=== Directions for this task ===
Which lines in the material below contain the string "granola"? Report each of them in full, and treat uppercase and lowercase letters as different.

>> BEGIN

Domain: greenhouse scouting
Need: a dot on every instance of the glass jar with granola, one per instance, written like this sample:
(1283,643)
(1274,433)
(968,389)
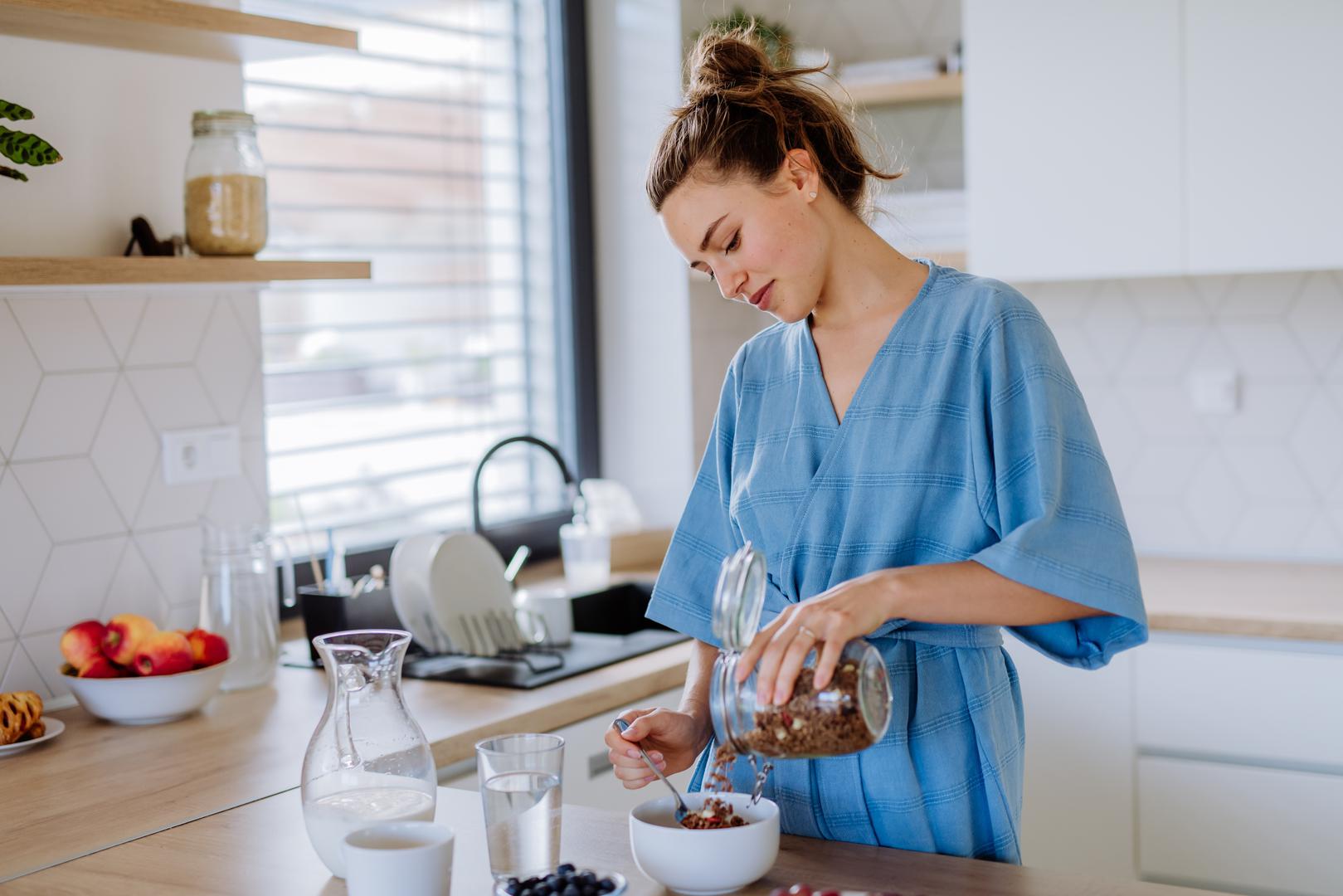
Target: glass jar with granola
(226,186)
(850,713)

>> END
>> BEGIN

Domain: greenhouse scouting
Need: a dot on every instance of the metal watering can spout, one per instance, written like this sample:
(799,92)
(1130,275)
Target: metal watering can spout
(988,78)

>> END
>> BEGIN

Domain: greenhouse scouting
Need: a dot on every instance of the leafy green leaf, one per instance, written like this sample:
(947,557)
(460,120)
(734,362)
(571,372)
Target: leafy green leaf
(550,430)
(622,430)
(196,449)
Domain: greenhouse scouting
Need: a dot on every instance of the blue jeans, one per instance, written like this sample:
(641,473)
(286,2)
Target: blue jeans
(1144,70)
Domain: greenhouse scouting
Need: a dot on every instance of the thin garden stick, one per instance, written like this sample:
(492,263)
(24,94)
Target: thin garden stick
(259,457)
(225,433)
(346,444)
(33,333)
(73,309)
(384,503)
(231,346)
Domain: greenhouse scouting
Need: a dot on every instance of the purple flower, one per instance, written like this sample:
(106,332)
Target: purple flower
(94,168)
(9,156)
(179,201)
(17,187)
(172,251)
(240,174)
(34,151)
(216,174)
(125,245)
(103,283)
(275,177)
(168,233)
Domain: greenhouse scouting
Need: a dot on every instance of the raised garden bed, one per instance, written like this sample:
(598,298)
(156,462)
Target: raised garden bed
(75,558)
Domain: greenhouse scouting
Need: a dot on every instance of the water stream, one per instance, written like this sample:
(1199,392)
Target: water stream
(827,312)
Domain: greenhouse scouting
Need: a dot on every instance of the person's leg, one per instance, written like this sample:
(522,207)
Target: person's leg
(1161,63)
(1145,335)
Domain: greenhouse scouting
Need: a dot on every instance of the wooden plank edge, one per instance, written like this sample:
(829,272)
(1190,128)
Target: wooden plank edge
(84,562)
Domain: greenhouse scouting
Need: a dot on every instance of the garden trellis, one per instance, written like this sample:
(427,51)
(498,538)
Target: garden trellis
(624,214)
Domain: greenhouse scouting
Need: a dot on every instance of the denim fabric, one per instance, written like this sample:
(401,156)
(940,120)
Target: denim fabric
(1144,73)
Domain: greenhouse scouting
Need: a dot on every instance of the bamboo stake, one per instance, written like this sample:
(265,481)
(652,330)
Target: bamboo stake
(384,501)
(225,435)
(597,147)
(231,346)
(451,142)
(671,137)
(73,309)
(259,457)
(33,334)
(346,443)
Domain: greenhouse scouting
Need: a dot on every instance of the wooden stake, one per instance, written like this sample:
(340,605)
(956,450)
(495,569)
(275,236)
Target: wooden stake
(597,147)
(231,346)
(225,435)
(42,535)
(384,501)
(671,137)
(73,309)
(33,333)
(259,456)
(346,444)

>> END

=== Result ===
Need: a dot on every instance of the glass jar with granola, one per instance, written like this sample:
Target: glass jar with granola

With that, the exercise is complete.